Copy out all the entries below, replacing "Guideline" with "Rule" wherever it occurs and changing nothing else.

★ ★ ★ ★

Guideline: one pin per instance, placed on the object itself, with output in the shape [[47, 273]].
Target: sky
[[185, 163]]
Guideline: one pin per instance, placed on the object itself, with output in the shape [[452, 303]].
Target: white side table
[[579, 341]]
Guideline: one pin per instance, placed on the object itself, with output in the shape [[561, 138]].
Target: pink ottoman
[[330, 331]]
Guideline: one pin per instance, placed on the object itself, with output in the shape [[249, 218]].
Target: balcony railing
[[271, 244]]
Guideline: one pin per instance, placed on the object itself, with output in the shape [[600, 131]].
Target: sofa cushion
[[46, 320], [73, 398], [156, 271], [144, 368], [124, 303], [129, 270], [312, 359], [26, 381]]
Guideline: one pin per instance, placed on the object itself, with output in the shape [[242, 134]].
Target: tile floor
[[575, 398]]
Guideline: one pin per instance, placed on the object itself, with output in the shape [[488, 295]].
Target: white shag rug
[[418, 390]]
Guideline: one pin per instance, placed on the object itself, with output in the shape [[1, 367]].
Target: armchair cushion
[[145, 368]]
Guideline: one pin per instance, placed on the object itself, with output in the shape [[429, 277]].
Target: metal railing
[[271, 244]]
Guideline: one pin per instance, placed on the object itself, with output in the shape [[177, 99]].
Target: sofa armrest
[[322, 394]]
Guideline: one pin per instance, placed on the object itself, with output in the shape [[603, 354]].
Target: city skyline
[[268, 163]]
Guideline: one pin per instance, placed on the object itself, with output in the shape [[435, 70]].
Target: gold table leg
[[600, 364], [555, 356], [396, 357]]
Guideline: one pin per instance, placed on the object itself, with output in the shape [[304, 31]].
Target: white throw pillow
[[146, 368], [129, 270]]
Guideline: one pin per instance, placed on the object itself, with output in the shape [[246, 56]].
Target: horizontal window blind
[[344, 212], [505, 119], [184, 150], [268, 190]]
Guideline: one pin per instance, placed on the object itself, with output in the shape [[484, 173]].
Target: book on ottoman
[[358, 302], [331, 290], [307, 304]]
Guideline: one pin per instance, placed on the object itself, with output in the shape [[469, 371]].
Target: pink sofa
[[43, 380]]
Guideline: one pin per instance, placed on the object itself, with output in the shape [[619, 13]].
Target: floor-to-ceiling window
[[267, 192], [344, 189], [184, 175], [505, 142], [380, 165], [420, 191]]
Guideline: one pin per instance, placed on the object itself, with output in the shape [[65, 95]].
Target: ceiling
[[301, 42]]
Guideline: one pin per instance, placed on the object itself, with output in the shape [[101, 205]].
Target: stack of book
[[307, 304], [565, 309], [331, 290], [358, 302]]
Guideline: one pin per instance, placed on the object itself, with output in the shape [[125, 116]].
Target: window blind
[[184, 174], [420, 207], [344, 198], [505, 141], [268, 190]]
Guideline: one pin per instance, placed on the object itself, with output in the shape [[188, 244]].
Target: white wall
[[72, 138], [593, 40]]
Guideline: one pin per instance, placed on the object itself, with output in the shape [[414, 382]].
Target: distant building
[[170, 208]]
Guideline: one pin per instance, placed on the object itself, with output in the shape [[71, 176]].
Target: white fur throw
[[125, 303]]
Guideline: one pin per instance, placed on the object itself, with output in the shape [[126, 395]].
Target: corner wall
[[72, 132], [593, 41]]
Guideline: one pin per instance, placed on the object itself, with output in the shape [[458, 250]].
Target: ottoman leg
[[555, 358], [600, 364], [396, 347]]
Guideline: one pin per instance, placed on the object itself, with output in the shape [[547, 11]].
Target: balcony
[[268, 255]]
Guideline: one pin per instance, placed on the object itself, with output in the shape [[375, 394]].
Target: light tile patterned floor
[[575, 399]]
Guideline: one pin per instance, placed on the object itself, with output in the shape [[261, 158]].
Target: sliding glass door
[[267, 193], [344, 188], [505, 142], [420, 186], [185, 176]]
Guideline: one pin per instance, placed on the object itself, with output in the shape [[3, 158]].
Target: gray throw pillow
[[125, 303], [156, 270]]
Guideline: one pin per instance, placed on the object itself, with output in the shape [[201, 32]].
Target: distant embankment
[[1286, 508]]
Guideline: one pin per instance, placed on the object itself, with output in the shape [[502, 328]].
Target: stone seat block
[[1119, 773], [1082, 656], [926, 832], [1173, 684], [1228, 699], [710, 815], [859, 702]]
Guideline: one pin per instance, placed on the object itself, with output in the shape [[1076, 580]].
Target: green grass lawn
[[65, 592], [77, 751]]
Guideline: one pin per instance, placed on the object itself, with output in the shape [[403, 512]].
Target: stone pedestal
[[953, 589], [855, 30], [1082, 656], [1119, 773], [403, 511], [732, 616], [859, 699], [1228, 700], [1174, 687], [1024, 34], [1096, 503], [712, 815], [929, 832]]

★ ★ ★ ★

Output for this task
Rule: one pin per instance, placed on the object itself, with output in the shape [[47, 273]].
Target: sky
[[185, 163]]
Rule: one pin per instance, placed on the object itself, with output in the shape [[452, 303]].
Target: white side table
[[579, 341]]
Rule: one pin per instance, placed on the object itself, with output in the shape [[561, 138]].
Target: pink ottoman
[[330, 331]]
Rule: one pin per instance, placed on the object itself, with output in the shape [[249, 218]].
Target: balcony railing
[[271, 244]]
Rule: one pin per instance, placed on the object itself, with output in the shape [[600, 131]].
Target: sofa cushion
[[46, 320], [73, 398], [156, 271], [144, 368], [124, 303], [129, 270], [312, 359], [26, 381]]
Rule: one pin per instance, placed on the object itself, with output in the shape [[242, 134]].
Target: tile floor
[[575, 398]]
Rule: one pin per instance, placed on the object itself, with output in the shape [[488, 295]].
Target: white shag rug
[[418, 390]]
Rule: one pin per instance, placed on the object itself, with output in the shape [[1, 367]].
Target: armchair cushion
[[145, 368]]
Rule: one pin per instance, placed on the object itself, with output in the shape [[429, 277]].
Target: metal railing
[[271, 244]]
Rule: one pin per instance, placed on the object itself, with output in the shape [[177, 99]].
Target: sofa armrest
[[322, 394]]
Rule: one pin per instance, placed on the object itself, with output in the shape [[603, 354]].
Target: city skyline
[[268, 163]]
Rule: one pin per instance, placed on the object itself, with output in the shape [[435, 70]].
Target: gold table leg
[[600, 364], [555, 356], [396, 357]]
Rule: one pin per instance, placed on the object itself, with output in the shape [[304, 31]].
Target: white throw pillow
[[146, 368], [129, 270]]
Rule: one pin per instance, placed on the object itself, with output in the shape [[246, 56]].
Target: horizontal window blind
[[344, 212], [505, 119], [184, 150], [268, 190]]
Rule: one pin per instance, placed on the object itself, with output in the shape [[484, 173]].
Target: book on ottoman
[[358, 302], [331, 290], [307, 304]]
Rule: one pin per instance, placed on the object itself, with output in the shape [[469, 371]].
Target: pink sofa
[[43, 380]]
Rule: one pin per instance, placed on the object itself, with output in the shape [[619, 13]].
Target: floor-to-ceiling window
[[267, 192], [344, 189], [184, 175], [505, 142], [380, 165], [420, 191]]
Rule: one pin per instance, placed on the object itself, with output in the shape [[65, 95]].
Target: ceiling
[[301, 42]]
Rule: one pin per instance, placed on the object itself, with output in the shape [[101, 205]].
Target: stack of book
[[307, 304], [565, 309], [331, 290], [358, 302]]
Rule: one pin per instance, placed on the object itself, with output in the shape [[125, 116]].
Target: window blind
[[184, 174], [420, 207], [344, 198], [505, 141], [268, 190]]
Rule: one pin per instance, placed on the object itself, with output in the shape [[188, 244]].
Target: white wall
[[72, 138], [593, 40]]
Rule: one pin per instance, placed on the object itself, with output in the shape [[414, 382]].
Target: distant building
[[170, 208]]
Rule: one pin per instance, placed on the object itself, with output in the shape [[71, 176]].
Target: white fur throw
[[125, 303]]
Rule: one pin per instance, placed on the object itself, with output in the shape [[126, 395]].
Target: corner wall
[[72, 132], [593, 41]]
Rule: one pin per instance, placed on the object itself, with output in the shape [[458, 250]].
Target: ottoman leg
[[555, 358], [600, 364], [396, 347]]
Rule: one pin per instance, placed on the object itself, with output in the shape [[547, 11]].
Target: balcony
[[268, 255]]
Rule: one pin per instance, placed on the object itself, with output in the shape [[375, 394]].
Target: light tile patterned floor
[[575, 399]]
Rule: one pin per instance, placed on the object itself, with output in the shape [[261, 158]].
Target: sliding glass door
[[267, 193], [344, 188], [505, 142], [420, 186], [185, 176]]
Rule: one pin per instance, placed on the object itself, with output in the shape [[3, 158]].
Target: gray throw pillow
[[125, 303], [156, 270]]
Rule: one pin per instance, placed on the object itself, with output in the shape [[201, 32]].
Target: distant embankment
[[1286, 508]]
Rule: one pin per instance, placed on the object itself, with output in the shape [[502, 328]].
Target: stone seat block
[[1119, 773], [1082, 656], [926, 832], [1173, 684], [1228, 699], [710, 815], [859, 702]]
Rule: one pin per instance, placed on the object itself, with output in the shape [[1076, 580]].
Target: green grass lawn
[[65, 592], [77, 751]]
Rule: one pin per instance, placed on the object itself, with output in the shape [[403, 512]].
Target: stone pedestal
[[953, 589], [855, 30], [1082, 656], [1119, 773], [403, 511], [732, 616], [859, 699], [1228, 700], [1174, 687], [1024, 34], [1096, 503], [712, 815], [929, 832]]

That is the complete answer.